### The problem
Begin at the line in the items below that has "Mark a point on each instance of the rock in" and stop after the line that has "[(62, 61), (51, 73), (79, 81)]". Copy those lines out in full, adding 149 to every coordinate in the answers and leaving all other text unchanged.

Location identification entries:
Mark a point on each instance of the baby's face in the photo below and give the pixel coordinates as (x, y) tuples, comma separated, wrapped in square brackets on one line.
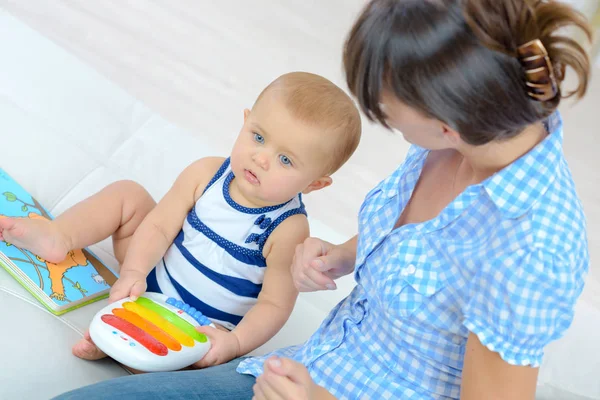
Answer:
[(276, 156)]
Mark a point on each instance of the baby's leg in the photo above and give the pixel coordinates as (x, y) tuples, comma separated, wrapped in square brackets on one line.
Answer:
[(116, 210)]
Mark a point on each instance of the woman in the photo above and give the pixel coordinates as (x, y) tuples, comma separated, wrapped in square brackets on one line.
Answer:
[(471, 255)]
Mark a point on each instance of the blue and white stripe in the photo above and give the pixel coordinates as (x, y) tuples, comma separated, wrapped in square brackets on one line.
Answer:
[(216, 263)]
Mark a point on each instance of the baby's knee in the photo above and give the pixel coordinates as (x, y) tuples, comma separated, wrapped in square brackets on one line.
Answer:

---

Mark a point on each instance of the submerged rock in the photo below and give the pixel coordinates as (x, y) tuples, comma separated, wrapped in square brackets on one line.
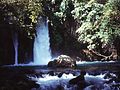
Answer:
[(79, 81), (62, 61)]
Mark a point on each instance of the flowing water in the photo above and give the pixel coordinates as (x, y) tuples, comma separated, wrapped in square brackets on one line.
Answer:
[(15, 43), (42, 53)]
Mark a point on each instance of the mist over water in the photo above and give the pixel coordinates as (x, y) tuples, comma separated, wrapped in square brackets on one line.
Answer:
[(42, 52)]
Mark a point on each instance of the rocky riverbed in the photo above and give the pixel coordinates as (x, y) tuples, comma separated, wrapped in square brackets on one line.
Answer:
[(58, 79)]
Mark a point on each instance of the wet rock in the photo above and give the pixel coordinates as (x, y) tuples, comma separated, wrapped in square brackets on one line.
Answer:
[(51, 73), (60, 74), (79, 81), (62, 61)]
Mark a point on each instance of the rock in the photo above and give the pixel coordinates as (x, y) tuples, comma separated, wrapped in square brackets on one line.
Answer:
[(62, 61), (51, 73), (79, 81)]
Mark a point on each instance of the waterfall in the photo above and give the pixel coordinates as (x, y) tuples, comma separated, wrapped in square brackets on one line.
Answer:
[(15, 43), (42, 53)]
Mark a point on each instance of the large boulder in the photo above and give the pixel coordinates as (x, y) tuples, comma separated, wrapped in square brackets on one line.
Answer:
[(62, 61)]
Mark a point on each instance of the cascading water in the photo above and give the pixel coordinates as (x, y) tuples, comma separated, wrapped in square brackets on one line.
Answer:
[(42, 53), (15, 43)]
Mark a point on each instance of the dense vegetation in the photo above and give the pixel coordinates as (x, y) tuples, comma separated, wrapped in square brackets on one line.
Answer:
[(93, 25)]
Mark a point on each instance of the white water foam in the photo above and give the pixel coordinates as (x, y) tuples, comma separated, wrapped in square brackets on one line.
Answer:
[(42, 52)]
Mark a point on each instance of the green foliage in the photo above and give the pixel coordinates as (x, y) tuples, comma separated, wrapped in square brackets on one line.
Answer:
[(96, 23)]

--

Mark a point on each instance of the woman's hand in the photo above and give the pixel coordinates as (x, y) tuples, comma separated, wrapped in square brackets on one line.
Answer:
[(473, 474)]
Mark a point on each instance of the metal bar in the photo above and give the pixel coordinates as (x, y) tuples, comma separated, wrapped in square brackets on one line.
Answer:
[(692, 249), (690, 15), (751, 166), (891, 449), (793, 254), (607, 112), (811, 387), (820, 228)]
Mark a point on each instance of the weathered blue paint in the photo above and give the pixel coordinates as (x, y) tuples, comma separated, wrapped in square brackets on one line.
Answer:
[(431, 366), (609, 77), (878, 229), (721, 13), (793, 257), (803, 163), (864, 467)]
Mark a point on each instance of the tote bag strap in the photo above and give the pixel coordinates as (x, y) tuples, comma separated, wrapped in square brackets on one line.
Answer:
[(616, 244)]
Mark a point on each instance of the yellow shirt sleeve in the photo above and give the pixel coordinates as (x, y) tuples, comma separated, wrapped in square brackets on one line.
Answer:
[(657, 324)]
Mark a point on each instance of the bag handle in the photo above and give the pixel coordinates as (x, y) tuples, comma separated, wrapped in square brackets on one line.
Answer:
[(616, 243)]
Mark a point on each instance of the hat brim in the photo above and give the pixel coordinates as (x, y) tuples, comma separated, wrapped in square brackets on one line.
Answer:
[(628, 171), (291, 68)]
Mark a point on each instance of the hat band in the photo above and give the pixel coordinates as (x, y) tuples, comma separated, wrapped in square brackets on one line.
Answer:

### The reply
Mark a point on each instance of the rock in the photo above and give the pixel coordinates as (x, y) tuples, comma separated, wrapped in square brackets on one line.
Answer:
[(211, 210), (200, 222), (228, 230)]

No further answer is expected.